(Raw data)

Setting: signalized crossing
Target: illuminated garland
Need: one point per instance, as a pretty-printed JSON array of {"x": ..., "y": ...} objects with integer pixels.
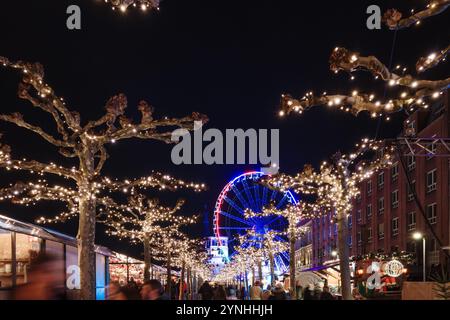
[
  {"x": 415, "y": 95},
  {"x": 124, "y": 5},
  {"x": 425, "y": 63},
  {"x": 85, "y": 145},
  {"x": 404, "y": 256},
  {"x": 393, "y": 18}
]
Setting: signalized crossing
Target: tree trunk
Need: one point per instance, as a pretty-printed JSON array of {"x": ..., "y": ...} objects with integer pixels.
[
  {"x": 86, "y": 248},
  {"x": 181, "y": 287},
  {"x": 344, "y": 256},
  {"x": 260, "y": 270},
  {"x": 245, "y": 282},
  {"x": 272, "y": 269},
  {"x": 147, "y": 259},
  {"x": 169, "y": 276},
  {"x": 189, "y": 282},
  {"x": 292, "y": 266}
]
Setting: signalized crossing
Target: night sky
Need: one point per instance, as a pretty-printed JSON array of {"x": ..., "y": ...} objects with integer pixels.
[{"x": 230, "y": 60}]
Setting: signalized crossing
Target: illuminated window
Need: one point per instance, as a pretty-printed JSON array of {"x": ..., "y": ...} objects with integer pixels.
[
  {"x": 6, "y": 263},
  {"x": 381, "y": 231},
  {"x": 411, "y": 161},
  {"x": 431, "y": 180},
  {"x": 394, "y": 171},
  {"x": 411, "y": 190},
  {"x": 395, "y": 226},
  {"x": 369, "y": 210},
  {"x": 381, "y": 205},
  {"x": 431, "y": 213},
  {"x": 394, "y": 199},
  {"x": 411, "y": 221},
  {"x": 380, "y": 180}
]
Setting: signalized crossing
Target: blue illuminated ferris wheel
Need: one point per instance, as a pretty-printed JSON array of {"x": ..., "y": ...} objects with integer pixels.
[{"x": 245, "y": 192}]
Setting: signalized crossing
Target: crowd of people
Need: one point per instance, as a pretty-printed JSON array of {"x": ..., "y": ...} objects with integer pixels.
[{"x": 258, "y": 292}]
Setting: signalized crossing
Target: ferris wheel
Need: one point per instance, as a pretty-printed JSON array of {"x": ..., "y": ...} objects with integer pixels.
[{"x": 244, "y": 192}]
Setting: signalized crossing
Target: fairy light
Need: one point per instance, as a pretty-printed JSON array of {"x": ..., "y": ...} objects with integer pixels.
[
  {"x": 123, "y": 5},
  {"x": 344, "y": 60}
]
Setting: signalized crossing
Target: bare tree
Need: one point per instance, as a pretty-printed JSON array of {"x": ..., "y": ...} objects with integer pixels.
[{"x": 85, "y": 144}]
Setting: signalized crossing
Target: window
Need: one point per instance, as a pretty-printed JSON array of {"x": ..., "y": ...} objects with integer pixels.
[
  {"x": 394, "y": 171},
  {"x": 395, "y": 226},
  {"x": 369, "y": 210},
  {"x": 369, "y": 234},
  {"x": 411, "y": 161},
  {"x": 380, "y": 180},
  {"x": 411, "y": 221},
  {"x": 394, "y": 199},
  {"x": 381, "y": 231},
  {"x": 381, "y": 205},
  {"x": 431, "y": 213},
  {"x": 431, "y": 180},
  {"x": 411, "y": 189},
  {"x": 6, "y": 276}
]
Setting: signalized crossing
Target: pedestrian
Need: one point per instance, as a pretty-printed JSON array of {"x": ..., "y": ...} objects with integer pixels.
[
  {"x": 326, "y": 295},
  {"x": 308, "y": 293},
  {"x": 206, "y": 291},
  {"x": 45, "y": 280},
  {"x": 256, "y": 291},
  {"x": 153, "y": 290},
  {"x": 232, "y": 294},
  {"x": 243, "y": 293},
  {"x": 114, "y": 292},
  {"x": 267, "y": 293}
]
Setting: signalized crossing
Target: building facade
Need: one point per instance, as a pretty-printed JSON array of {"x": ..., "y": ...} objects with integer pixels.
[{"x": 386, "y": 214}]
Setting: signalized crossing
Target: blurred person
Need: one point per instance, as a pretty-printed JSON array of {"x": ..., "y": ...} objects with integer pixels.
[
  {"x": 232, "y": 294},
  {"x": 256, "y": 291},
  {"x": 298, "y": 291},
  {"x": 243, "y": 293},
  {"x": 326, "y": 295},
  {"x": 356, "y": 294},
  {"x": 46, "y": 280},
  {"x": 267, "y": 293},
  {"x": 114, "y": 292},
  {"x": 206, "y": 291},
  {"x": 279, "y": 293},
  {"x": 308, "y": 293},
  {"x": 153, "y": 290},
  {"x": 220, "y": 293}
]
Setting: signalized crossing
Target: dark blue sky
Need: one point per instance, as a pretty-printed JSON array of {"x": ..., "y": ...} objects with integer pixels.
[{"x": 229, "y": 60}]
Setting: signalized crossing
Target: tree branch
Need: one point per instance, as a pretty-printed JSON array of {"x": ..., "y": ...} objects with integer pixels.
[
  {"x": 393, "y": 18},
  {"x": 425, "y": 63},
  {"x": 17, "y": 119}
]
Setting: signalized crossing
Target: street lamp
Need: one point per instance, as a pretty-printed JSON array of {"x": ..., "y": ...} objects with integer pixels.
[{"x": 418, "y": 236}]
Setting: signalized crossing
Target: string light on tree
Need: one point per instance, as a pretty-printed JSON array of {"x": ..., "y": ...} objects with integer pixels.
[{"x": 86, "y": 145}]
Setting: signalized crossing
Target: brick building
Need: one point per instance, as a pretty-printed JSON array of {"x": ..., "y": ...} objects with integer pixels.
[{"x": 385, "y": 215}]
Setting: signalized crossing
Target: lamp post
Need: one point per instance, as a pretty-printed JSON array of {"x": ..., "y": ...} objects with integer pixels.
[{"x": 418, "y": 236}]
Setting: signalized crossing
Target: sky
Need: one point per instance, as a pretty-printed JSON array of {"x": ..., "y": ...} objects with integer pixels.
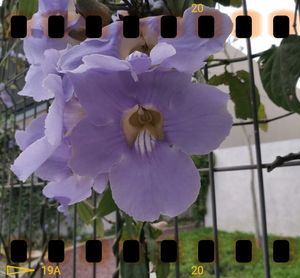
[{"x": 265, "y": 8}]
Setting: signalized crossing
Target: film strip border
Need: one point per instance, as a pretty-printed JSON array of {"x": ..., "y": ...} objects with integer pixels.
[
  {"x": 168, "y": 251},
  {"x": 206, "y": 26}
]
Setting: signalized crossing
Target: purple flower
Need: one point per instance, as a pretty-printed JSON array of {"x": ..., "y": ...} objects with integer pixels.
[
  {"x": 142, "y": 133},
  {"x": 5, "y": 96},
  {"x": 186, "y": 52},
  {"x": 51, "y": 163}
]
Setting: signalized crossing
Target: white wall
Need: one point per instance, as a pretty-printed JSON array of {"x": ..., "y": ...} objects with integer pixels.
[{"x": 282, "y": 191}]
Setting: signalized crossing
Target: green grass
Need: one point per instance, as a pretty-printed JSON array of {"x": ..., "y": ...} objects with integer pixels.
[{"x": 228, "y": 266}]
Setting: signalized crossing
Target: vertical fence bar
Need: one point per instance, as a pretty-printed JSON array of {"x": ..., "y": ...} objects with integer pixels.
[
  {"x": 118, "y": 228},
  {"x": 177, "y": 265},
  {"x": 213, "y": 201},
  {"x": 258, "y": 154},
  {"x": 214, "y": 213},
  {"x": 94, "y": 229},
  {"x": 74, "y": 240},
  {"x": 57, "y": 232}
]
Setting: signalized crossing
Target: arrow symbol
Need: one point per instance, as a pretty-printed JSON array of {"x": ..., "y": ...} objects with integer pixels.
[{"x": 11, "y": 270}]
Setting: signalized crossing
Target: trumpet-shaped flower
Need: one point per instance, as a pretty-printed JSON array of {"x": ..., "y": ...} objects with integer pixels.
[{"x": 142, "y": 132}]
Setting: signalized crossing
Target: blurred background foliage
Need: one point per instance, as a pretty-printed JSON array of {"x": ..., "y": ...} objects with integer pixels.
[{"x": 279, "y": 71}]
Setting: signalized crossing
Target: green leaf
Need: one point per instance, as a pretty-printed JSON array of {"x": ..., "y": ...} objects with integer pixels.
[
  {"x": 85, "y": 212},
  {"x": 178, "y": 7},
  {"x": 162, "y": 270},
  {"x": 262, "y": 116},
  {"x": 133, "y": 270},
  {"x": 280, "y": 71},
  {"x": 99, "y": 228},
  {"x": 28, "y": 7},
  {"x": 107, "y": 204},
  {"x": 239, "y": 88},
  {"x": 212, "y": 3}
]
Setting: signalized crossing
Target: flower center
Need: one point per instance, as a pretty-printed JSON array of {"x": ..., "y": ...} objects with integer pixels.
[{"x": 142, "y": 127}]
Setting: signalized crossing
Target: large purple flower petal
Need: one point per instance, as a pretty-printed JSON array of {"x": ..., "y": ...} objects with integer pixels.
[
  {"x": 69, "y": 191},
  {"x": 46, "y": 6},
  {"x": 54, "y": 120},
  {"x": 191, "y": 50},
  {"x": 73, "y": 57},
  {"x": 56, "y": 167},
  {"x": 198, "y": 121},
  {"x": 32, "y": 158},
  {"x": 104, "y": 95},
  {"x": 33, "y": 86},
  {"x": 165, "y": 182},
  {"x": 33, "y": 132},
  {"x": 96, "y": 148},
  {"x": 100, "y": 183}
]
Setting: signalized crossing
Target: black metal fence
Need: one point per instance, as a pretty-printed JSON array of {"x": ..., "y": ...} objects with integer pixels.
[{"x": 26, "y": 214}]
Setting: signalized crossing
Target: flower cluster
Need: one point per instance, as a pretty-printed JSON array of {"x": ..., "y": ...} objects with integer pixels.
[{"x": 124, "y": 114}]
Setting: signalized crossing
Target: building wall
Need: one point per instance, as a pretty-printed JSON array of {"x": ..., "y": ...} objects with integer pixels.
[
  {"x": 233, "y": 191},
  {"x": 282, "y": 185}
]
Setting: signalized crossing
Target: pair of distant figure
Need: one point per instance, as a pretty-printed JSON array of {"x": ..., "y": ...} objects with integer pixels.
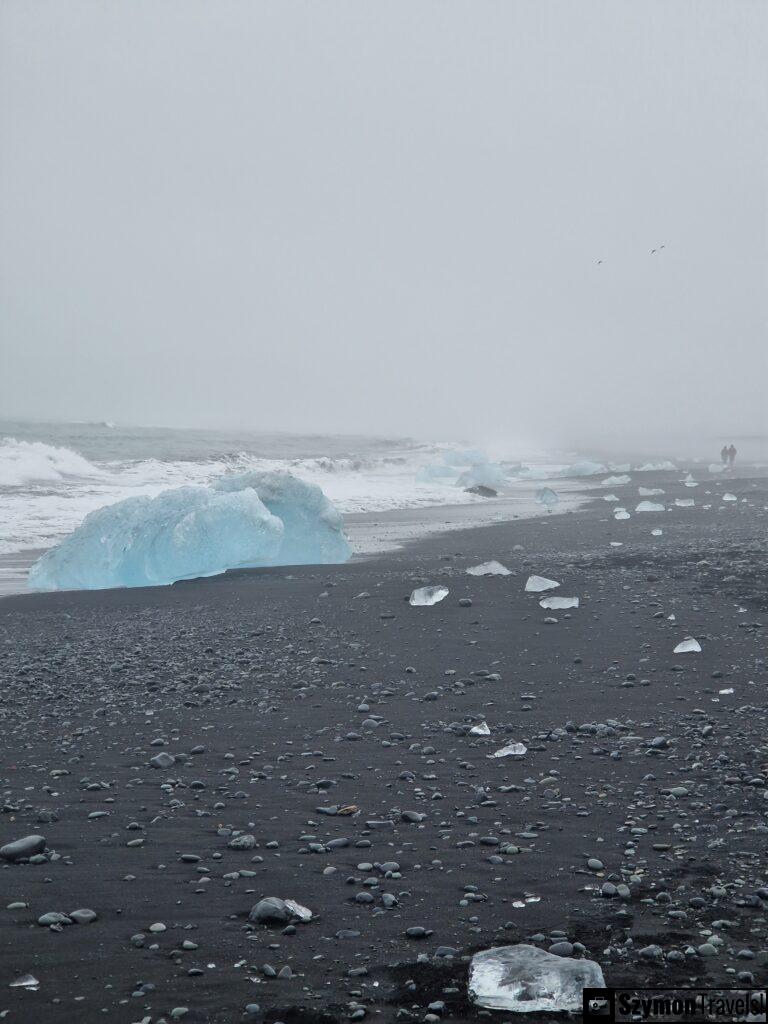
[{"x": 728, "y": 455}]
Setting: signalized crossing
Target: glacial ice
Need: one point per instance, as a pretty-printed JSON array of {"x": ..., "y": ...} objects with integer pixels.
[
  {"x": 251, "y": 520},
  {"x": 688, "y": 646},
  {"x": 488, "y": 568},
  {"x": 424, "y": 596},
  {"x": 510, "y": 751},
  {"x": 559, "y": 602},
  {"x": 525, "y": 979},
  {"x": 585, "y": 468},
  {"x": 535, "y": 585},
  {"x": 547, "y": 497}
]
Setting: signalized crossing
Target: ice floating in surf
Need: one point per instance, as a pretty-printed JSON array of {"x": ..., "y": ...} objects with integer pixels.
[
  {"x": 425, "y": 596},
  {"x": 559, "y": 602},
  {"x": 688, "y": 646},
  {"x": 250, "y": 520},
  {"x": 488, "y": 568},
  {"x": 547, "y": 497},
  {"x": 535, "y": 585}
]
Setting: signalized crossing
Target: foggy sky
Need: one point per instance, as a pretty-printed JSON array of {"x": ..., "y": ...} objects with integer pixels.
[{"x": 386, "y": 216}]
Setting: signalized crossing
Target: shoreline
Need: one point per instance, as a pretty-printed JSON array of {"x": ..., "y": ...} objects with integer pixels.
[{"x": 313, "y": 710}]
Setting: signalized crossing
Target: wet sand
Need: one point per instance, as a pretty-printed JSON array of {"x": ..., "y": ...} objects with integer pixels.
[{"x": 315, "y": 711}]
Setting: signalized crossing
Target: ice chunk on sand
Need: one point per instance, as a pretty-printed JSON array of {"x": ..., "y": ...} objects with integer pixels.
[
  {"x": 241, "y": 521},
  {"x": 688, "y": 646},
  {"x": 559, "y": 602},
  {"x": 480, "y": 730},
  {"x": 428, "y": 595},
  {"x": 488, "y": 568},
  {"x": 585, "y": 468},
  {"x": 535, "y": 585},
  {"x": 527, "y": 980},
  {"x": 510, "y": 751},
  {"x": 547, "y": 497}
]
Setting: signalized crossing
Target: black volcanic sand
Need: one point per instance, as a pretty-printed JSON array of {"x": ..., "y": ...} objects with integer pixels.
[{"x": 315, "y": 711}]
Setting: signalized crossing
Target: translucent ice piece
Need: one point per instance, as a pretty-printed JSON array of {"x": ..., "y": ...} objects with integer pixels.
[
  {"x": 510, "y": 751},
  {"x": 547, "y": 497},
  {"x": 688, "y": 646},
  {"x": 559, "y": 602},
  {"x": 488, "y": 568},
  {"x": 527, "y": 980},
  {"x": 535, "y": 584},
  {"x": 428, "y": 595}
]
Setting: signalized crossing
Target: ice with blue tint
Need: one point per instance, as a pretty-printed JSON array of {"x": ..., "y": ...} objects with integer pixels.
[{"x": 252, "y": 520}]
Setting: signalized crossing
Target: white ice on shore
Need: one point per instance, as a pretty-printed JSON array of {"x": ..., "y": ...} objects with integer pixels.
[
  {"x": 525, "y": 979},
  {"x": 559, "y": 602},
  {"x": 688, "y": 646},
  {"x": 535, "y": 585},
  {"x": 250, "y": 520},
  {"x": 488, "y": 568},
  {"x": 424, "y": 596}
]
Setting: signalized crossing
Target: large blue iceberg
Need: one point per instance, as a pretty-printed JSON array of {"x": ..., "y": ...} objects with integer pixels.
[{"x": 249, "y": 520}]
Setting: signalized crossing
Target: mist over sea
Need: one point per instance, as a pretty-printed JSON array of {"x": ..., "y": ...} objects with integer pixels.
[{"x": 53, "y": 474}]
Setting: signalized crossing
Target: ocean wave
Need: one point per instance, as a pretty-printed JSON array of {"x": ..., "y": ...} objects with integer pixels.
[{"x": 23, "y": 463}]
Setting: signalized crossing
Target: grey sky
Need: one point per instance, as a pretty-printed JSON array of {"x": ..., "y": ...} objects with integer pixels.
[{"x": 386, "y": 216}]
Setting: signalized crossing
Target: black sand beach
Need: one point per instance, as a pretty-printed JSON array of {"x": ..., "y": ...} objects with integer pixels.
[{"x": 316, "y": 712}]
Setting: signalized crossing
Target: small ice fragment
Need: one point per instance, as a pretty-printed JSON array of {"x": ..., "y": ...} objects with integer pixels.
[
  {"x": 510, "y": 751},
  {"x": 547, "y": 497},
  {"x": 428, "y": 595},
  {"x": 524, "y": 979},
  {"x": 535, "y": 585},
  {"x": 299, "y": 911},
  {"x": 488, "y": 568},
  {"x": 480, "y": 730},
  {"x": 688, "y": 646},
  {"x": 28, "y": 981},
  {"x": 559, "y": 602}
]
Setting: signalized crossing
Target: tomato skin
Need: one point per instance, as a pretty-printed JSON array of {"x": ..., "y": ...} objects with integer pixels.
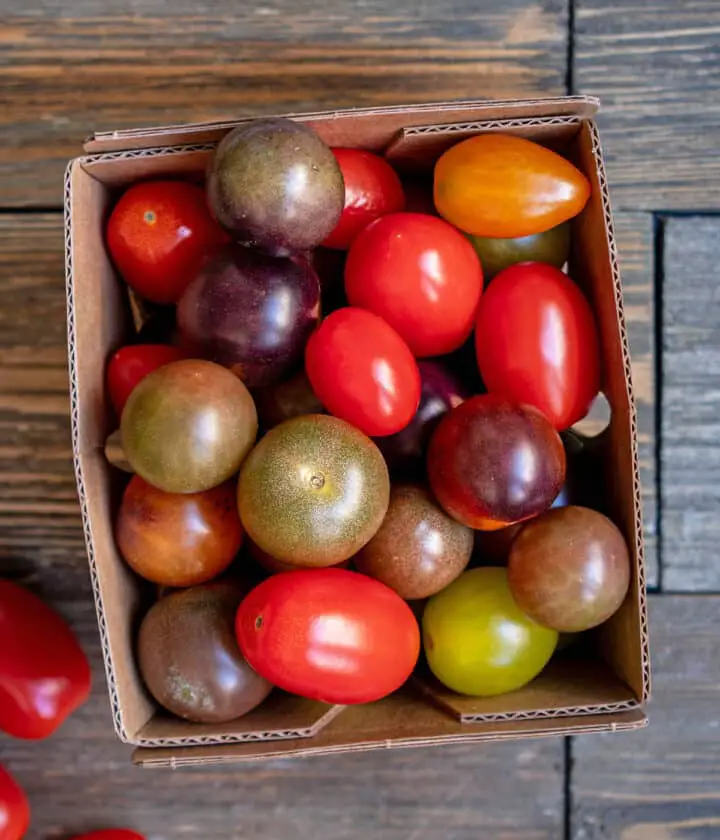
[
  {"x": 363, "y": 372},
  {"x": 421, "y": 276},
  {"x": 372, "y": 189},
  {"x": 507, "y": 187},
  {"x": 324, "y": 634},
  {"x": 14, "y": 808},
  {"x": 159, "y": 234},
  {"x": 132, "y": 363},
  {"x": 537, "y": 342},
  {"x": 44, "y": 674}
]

(End Raw data)

Your task is to copy each line of the entries that includes the word "white".

Target: white wall
Target: white ice on shore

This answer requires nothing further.